* [TASK DESCRIPTION]
Set down exactly the lines that run from the line with "job: outline every instance of the sunlit" to the end of the data, and nothing else.

* [MATERIAL SHOWN]

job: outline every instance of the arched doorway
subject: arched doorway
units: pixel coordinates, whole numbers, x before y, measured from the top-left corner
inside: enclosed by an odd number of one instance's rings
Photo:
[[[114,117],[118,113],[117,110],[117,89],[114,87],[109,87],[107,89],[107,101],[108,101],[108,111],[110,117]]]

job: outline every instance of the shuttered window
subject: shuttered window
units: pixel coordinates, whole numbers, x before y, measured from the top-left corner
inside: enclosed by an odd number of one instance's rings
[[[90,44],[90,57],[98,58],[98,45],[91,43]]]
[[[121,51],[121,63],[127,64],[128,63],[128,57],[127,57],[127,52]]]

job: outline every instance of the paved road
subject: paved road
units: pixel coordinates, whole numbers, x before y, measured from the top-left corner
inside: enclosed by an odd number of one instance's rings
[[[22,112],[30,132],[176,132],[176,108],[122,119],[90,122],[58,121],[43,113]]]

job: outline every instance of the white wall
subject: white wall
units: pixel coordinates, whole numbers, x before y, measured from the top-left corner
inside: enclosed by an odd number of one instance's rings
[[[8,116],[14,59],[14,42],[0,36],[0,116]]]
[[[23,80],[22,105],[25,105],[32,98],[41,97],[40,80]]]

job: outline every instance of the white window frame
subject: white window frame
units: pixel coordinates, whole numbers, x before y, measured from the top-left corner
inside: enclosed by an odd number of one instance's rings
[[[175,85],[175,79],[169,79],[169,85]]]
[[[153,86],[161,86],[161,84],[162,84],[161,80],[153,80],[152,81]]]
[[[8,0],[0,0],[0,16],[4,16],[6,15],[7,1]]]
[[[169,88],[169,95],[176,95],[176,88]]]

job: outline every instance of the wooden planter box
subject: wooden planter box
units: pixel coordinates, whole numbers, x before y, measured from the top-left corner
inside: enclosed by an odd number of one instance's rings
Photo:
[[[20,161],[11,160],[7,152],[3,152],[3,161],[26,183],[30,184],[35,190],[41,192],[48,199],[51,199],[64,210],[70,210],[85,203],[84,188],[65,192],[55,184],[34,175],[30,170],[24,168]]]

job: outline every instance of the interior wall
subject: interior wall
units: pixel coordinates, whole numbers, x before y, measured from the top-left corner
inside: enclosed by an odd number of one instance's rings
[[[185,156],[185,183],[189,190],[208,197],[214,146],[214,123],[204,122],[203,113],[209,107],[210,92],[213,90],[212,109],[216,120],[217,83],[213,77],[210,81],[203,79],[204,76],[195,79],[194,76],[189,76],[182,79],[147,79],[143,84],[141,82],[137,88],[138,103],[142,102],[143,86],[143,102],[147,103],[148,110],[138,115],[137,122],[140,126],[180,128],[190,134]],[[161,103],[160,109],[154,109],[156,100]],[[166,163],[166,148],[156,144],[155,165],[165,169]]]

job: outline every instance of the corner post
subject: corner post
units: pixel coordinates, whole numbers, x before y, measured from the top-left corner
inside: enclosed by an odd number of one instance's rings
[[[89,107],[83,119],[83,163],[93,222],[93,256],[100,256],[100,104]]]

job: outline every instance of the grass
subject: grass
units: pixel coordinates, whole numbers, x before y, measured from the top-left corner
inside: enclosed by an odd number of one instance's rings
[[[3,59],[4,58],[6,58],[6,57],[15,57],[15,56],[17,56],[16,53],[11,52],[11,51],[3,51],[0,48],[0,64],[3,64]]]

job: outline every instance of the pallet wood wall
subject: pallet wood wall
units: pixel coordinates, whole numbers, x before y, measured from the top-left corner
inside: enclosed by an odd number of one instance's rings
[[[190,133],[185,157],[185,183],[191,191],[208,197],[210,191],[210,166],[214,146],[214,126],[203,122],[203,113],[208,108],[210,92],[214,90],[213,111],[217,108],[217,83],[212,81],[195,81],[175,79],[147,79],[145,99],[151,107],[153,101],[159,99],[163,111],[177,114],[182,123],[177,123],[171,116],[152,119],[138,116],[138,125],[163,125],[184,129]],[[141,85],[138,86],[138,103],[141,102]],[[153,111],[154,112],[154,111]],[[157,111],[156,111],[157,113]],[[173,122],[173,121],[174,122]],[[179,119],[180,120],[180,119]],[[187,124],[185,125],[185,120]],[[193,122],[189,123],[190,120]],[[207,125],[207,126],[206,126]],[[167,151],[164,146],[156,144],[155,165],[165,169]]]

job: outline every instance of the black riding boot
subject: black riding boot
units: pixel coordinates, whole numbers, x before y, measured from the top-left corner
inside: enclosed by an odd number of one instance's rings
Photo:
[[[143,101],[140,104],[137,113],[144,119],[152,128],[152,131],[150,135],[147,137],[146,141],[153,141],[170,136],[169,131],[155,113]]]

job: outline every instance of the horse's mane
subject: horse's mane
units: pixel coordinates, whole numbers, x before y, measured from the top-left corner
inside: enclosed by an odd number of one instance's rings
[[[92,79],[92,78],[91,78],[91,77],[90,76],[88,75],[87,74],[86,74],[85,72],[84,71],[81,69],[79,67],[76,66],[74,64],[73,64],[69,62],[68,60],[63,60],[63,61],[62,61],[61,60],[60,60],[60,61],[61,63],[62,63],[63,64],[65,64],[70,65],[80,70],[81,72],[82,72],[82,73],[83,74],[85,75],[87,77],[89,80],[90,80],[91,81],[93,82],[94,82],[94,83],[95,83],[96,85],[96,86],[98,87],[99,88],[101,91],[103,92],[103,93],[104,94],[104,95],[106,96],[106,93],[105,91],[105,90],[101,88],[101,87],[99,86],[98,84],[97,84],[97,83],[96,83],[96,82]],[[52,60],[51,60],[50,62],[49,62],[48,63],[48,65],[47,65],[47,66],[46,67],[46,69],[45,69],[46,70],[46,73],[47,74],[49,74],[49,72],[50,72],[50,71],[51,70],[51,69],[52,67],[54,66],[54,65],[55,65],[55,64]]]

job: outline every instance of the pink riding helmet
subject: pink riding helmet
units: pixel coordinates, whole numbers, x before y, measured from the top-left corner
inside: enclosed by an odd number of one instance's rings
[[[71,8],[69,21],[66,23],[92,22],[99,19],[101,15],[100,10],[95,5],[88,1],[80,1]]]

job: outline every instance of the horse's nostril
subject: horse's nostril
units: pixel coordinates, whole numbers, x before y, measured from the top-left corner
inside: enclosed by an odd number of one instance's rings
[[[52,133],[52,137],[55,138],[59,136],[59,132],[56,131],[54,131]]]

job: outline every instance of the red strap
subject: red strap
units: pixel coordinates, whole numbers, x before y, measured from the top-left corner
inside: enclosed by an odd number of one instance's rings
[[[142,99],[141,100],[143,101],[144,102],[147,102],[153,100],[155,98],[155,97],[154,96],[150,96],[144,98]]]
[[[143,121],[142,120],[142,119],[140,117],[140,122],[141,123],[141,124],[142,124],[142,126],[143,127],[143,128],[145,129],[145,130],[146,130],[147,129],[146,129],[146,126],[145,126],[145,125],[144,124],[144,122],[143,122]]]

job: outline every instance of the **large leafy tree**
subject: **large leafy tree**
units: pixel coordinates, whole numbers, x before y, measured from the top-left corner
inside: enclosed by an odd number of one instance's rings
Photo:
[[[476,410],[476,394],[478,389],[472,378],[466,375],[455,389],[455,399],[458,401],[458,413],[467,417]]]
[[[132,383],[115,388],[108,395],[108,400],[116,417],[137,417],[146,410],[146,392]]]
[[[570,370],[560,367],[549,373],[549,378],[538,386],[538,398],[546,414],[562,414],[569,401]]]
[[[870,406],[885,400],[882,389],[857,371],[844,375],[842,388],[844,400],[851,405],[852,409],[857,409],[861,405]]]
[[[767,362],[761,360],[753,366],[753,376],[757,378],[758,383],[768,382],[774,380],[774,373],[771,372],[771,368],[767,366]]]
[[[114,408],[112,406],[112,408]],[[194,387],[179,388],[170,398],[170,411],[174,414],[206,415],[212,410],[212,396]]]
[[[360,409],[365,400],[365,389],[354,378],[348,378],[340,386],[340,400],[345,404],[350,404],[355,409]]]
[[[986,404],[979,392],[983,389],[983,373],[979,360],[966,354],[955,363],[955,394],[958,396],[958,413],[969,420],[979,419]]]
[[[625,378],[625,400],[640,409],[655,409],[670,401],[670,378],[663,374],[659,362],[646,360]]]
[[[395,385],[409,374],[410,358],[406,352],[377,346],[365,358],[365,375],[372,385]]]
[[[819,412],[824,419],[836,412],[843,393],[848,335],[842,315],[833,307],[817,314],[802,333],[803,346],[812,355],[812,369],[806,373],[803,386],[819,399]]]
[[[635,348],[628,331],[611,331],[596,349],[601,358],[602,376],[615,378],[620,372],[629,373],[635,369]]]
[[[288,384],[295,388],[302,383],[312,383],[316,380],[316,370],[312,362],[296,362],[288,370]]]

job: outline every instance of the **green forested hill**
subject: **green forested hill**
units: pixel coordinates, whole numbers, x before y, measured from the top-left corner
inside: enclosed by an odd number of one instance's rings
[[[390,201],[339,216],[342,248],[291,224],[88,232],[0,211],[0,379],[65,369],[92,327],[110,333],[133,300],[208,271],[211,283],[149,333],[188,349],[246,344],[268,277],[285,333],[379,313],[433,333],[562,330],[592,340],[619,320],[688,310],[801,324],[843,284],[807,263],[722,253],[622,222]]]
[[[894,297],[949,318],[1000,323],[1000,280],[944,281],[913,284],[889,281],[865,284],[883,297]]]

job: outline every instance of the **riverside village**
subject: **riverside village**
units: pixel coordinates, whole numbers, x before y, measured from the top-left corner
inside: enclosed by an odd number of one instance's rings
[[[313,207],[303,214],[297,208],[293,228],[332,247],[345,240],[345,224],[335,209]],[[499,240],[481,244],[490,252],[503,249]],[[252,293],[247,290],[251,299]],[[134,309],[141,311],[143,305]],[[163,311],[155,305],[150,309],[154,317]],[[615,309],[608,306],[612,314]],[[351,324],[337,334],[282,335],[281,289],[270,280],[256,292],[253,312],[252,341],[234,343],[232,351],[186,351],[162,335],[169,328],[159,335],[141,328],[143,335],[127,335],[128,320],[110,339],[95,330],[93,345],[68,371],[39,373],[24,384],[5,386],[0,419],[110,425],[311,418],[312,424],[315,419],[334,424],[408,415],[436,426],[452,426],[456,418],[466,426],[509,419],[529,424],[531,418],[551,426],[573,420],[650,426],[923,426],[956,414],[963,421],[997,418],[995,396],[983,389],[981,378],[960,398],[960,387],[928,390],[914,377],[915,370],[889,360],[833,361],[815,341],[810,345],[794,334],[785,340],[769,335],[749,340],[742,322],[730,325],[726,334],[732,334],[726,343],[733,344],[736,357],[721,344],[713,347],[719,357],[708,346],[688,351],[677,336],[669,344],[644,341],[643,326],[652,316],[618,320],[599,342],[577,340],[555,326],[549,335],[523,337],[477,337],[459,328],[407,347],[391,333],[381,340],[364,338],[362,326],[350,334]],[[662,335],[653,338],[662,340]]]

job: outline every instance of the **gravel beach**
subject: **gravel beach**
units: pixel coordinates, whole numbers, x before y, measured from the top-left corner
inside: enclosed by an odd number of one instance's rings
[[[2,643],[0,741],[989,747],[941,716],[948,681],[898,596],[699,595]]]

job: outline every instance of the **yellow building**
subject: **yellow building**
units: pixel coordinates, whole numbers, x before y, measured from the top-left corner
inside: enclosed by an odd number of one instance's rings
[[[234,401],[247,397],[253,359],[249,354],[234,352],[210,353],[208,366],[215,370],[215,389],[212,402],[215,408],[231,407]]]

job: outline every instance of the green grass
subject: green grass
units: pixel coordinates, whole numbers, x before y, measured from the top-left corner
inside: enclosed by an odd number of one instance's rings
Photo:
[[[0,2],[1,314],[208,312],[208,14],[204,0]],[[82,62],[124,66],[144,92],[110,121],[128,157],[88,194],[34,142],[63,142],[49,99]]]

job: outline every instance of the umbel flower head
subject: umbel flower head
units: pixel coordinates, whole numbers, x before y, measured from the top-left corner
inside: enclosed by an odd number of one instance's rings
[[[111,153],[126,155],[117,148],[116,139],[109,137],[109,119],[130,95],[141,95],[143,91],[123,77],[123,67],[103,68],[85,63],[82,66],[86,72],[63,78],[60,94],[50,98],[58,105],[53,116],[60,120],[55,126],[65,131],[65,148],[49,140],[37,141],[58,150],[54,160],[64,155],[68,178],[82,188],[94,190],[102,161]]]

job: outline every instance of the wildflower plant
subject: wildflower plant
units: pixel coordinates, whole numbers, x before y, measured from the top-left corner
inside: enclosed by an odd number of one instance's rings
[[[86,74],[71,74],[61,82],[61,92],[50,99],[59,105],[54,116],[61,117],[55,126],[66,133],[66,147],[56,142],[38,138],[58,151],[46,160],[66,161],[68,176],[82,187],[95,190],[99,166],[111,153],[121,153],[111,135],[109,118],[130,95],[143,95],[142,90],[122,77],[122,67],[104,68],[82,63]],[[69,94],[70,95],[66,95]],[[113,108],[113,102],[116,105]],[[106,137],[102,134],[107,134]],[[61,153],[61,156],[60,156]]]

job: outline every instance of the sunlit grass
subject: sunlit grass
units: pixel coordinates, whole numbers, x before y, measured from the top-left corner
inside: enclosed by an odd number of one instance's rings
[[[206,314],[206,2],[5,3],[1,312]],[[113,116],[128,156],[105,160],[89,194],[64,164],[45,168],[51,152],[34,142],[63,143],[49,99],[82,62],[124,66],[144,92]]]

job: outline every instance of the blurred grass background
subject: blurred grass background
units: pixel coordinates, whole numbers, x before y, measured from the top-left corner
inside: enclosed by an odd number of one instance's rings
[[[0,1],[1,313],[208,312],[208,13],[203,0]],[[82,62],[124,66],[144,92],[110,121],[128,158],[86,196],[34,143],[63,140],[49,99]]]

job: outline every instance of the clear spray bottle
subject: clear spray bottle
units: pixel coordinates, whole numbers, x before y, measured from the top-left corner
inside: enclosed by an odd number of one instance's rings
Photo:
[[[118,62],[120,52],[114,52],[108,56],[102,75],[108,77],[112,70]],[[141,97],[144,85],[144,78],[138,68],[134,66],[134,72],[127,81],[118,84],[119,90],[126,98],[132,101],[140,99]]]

* [SOLUTION TO THIS PROBLEM]
job: outline every instance of the sunlit grass
subject: sunlit grass
units: pixel coordinates, whole numbers, x before y, measured from the top-left corner
inside: enclosed by an odd number of one instance's rings
[[[206,314],[206,2],[5,3],[1,312]],[[113,116],[128,156],[105,160],[89,194],[64,164],[45,168],[51,152],[34,142],[63,143],[49,99],[82,62],[124,66],[144,92]]]

job: outline every instance of the blurred grass background
subject: blurred grass background
units: pixel coordinates, whole numbers, x before y, measured from the top-left corner
inside: enclosed by an odd number of one instance's rings
[[[0,1],[1,313],[208,312],[208,13],[203,0]],[[82,62],[124,66],[144,92],[110,121],[128,158],[86,196],[34,143],[63,140],[49,99]]]

job: outline every instance of the clear spray bottle
subject: clear spray bottle
units: pixel coordinates, whole numbers, x before y, measured from the top-left corner
inside: enclosed by an odd number of one instance's rings
Photo:
[[[118,62],[120,52],[114,52],[108,56],[102,75],[108,77],[112,70]],[[141,97],[144,85],[144,78],[138,68],[134,66],[134,72],[127,81],[118,84],[119,90],[126,98],[132,101],[140,99]]]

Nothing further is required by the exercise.